(Aim 1)
In the blog post about October's Lament, who plays the tenor solo on the recording?

──────── Selection

Wednesday, February 16, 2011

October's Lament

I remember some key lessons from each of the guitar teachers that I've had.  One of these excellent teachers was Jay Tyer.  Jay had a few unique approaches to teaching.  One of the lessons that really stood out to me was the importance of composing in the overall process of learning how to play jazz.  Jay's iron-clad logic was that if you can't sit down and compose two measures of something that sounds OK - with all of the time in the world - how could you expect to play something creative zooming by at 140 beats per minute?  You will wind up just playing through a list of hack phrases, or worse yet, boring scales.

Good point.  Jay would have us try to do just that:  compose two measures of something that we would then go over and work on during the lesson.   He also had a philosophy that anything you composed deserved to have a name.  So even if it was just two bars, he had us give the composition a name.   

With this strategy in mind,  I walked into my piano lesson in October 2009 carrying October's Lament.  I wanted to be working on the blues.  I have always had trouble with the blues because I never really play it.  I might try to play a jazz song in a bluesy way,  but I never just try to play the blues.  It is really not easy!  For some reason what I play just doesn't sound like the blues.  The feel,  the phrasing, and the basic licks are not quite right.  There is a also lot less melody to center a solo around, so you just really need to be channeling a blues sensibility.

Anyway,  I thought it would be a good idea to compose a relatively simple minor blues number to use as a practice vehicle.  Kill two birds with one stone.   October's Lament is not a traditional blues form,  but it is played as a minor blues throughout.  I wanted to give it a haunting quality,  so there is a major key switch in the middle that hopefully does that.  Ed helped me work this tune, and change some chord voicings to sound better.  At the end of working on it, though, I really hated how it sounded.  It still didn't sound like the blues,  it was klunky and didn't flow.  I put it away and chalked it up to a failed experiment.  Oh well.

Now more than a year later,  I thought: "Hey I have a band now, I wonder how this would sound as a group number."  As soon as I put a band with it, I could see immediately what the problem was.  It was not stretched out long enough, and it needed more space in it.  I changed it to be a 24-bar song, and now it is much more in line with what I was thinking.

(Original October's Lament before putting more space in it) 

I recorded this with a vibes sound on electric piano instead of acoustic piano.  This seems to be a more haunting sound for this kind of a minor blues, so I gave it a shot.  If this sounds like other minor blues songs that you've heard,  I'll just say that I didn't consciously rip it off from anywhere (it would have been easier if I did!).  PJ Perry is playing the Tenor solo on this track.

────────────────
──────── Dataset entries

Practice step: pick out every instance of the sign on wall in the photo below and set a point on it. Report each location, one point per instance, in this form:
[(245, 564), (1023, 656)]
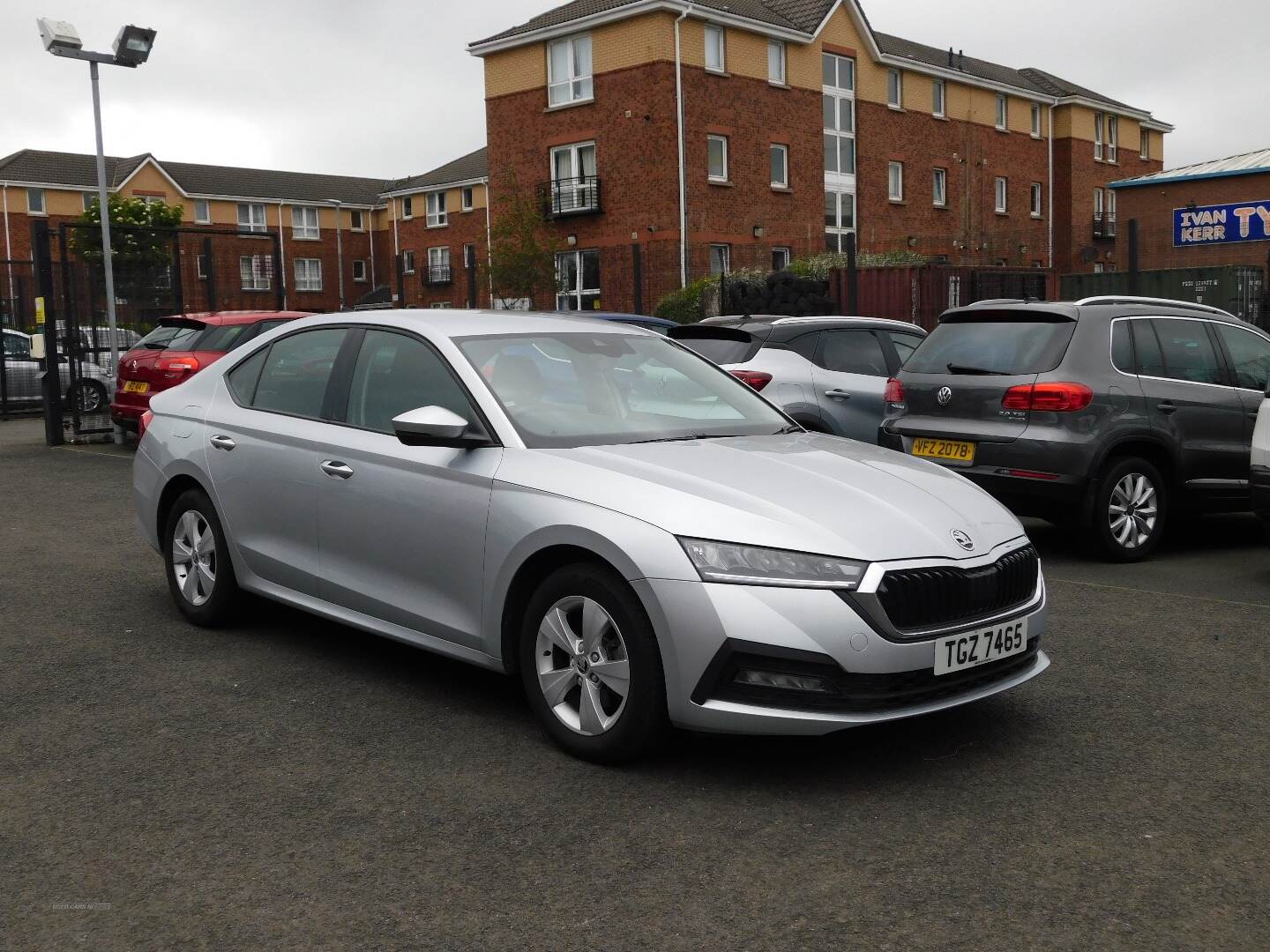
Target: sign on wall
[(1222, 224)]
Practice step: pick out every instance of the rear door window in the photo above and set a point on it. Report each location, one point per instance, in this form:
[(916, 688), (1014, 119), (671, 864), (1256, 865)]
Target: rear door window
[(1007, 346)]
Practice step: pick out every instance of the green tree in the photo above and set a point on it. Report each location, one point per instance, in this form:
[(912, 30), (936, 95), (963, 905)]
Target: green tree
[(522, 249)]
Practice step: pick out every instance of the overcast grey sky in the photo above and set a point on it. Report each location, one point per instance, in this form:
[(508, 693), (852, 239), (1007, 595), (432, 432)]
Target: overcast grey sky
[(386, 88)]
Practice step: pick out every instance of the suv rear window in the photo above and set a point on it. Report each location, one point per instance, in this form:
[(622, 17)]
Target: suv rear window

────────────────

(Aim 2)
Write out the rows again, from the start of the rows through the line containing "[(1007, 346)]". Leave the pictures out.

(Task output 1)
PJ Perry plays the tenor solo.

(Task output 2)
Practice step: pick out every instance of the sign on wall in the photo below and set a point on it. Report each location, one point per instance, in this form:
[(245, 564), (1023, 656)]
Target: sign on wall
[(1222, 224)]
Practice step: pick out every instance of the rear door window in the photo above and set a point on it. Report each location, one point per instance, in this form:
[(916, 688), (1014, 119), (671, 864), (1256, 865)]
Target: rear door window
[(1007, 346)]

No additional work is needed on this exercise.